(Task material Opens)
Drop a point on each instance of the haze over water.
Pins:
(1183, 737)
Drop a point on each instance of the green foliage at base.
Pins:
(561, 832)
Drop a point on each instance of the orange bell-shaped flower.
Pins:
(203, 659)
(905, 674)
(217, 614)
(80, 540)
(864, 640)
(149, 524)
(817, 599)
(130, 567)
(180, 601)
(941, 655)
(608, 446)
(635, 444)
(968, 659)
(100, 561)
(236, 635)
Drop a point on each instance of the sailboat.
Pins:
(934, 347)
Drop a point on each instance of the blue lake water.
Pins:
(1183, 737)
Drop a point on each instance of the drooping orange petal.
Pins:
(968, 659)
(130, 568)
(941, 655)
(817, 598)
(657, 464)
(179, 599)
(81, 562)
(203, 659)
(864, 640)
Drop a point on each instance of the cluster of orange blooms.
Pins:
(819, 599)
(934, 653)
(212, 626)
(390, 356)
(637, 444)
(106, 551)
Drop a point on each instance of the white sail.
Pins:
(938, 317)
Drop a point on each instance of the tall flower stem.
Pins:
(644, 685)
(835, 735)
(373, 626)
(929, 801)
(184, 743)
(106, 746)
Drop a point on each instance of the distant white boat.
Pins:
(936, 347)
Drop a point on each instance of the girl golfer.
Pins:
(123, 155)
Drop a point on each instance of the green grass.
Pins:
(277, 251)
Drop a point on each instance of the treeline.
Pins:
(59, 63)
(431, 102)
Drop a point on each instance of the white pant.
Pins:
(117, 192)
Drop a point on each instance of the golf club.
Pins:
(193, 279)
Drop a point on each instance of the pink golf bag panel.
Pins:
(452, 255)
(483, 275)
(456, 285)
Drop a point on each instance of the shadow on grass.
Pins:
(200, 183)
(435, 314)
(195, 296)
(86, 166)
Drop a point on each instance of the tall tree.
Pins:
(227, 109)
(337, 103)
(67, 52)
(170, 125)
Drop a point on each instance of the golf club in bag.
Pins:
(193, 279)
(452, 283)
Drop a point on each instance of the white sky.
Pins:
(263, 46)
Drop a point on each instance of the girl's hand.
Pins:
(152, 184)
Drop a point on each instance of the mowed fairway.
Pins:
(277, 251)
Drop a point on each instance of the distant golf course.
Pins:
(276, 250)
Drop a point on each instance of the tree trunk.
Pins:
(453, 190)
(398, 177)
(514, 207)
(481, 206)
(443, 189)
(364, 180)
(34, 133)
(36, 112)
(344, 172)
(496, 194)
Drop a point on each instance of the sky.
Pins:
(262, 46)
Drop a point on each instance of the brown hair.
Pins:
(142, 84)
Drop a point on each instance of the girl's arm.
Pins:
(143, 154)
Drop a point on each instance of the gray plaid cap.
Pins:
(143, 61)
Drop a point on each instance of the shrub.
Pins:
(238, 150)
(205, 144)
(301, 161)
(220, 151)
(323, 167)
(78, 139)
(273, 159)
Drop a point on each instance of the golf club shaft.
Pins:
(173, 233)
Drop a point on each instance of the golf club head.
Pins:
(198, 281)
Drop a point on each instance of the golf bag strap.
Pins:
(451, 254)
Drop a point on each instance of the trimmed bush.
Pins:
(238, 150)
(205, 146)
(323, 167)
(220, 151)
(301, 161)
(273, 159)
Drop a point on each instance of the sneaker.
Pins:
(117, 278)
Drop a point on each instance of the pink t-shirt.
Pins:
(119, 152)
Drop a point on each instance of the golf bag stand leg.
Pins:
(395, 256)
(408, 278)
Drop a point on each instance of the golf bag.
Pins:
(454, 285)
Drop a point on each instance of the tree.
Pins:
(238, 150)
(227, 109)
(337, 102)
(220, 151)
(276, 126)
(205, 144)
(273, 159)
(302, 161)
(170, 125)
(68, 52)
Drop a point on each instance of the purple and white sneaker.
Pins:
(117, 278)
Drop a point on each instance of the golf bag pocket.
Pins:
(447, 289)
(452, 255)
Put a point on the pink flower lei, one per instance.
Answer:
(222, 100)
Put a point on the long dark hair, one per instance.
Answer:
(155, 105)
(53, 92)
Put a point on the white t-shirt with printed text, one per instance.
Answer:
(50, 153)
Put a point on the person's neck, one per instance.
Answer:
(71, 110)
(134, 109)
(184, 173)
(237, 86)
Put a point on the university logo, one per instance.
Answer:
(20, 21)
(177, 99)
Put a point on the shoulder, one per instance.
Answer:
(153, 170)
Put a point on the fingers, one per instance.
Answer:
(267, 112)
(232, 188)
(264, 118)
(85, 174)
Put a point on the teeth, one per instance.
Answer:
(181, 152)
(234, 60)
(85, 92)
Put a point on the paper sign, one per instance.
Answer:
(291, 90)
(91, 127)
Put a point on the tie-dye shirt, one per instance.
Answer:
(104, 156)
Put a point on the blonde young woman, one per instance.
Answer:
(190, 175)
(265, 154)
(Task material Closes)
## Exercise:
Top to bottom, set down the whole listing exactly.

## Output of the exercise:
Drop a point on each instance of the haze over water.
Pins:
(1183, 737)
Drop a point on each instance of the green foliage at base.
Pins:
(561, 832)
Drop a point on each instance of the orange bell-shaped flower.
Pins:
(203, 659)
(905, 674)
(217, 614)
(80, 540)
(864, 640)
(149, 524)
(817, 599)
(130, 567)
(180, 601)
(941, 655)
(608, 446)
(635, 444)
(968, 659)
(100, 561)
(236, 635)
Drop a point on each instance of the sailboat.
Pins:
(934, 347)
Drop a point on each instance of the blue lake water.
Pins:
(1183, 737)
Drop a point on each instance of the drooping orange petal.
Pins:
(968, 659)
(130, 568)
(941, 655)
(817, 598)
(657, 464)
(179, 599)
(81, 562)
(203, 659)
(864, 640)
Drop a point on each instance of the cluster of orange blooms.
Pins:
(819, 599)
(934, 653)
(212, 626)
(390, 356)
(637, 444)
(106, 551)
Drop a point on each instance of the white sail.
Pins:
(938, 317)
Drop a point on each instance of the tall flower stem.
Pins:
(644, 685)
(835, 735)
(373, 626)
(929, 801)
(184, 743)
(106, 746)
Drop a point on each instance of the distant white boat.
Pins:
(936, 347)
Drop a point on each instance of the girl golfer.
Pins:
(123, 155)
Drop a point on each instance of the green grass.
Pins:
(277, 251)
Drop a point on each instance of the treeline.
Pins:
(59, 63)
(431, 102)
Drop a point on each instance of the white pant.
Pins:
(117, 192)
Drop a point on each instance of the golf club.
Pins:
(193, 279)
Drop a point on each instance of the pink golf bag panel.
Pins:
(452, 255)
(483, 275)
(456, 285)
Drop a point on each instance of the shadow on grass.
Pins:
(200, 183)
(435, 314)
(195, 296)
(86, 166)
Drop a point on each instance of the tall tree.
Pins:
(227, 109)
(337, 103)
(67, 52)
(170, 125)
Drop a point on each instance of the golf club in bag.
Pins:
(193, 279)
(452, 283)
Drop a point on each instance of the white sky.
Pins:
(263, 46)
Drop a point on each instance of the girl's hand.
Pins:
(152, 184)
Drop a point on each instance of the mowed fairway.
Pins:
(277, 251)
Drop a point on each instance of the distant golf course.
Pins:
(276, 250)
Drop a point on each instance of the tree trunk.
Pins:
(453, 190)
(398, 177)
(514, 207)
(481, 206)
(443, 189)
(364, 180)
(34, 133)
(36, 112)
(344, 172)
(496, 194)
Drop a point on each instance of the sky.
Pins:
(262, 46)
Drop a point on each instance of the brown hair.
Pins:
(142, 84)
Drop a point on each instance of the girl's arm.
Pins:
(143, 154)
Drop a point on each instance of the gray plaid cap.
Pins:
(143, 61)
Drop a point on each instance of the shrub.
Pins:
(238, 150)
(205, 144)
(301, 161)
(220, 151)
(323, 167)
(78, 139)
(273, 159)
Drop a point on each instance of the golf club shaft.
Pins:
(173, 233)
Drop a point on each instance of the golf club head.
Pins:
(198, 281)
Drop a point on each instance of the golf bag strap.
Pins:
(451, 254)
Drop a point on each instance of the trimmed bush.
Pins:
(238, 150)
(205, 146)
(323, 167)
(220, 151)
(301, 161)
(273, 159)
Drop a point on each instance of the sneaker.
Pins:
(117, 278)
Drop a point on each instance of the pink t-shirt.
Pins:
(119, 152)
Drop a point on each instance of the golf bag stand leg.
Pins:
(395, 256)
(408, 278)
Drop a point on each instance of the golf bag.
Pins:
(454, 285)
Drop a point on each instance of the tree.
Pins:
(238, 150)
(227, 109)
(337, 102)
(220, 151)
(276, 126)
(205, 144)
(273, 159)
(302, 161)
(170, 125)
(68, 52)
Drop a point on each instance of the purple and white sneaker.
Pins:
(117, 278)
Drop a point on each instance of the golf bag pocket.
Pins:
(447, 289)
(452, 255)
Put a point on the pink flower lei, one per instance.
Answer:
(222, 100)
Put a point on the long dark hair, one per instance.
Answer:
(155, 105)
(53, 92)
Put a point on the white t-shirt with printed text, one per instance.
Answer:
(50, 153)
Put a point on the person's neck, one per instance.
Answer:
(71, 110)
(134, 109)
(184, 173)
(237, 86)
Put a point on the university logo, one per instance.
Answer:
(20, 21)
(177, 99)
Put a point on the shoulder, one per instance.
Answer:
(153, 170)
Put a point on the fingers, one per instance.
Answer:
(267, 112)
(232, 188)
(264, 118)
(85, 174)
Put a point on the teeth, one per instance.
Answer:
(181, 152)
(234, 60)
(85, 92)
Put a point on the paper sign, one per instance.
Answer:
(291, 90)
(91, 127)
Put a point on the tie-dye shirt, one per instance.
Answer:
(104, 156)
Put a point on the blonde young woman, one per instance.
Answer:
(190, 175)
(265, 154)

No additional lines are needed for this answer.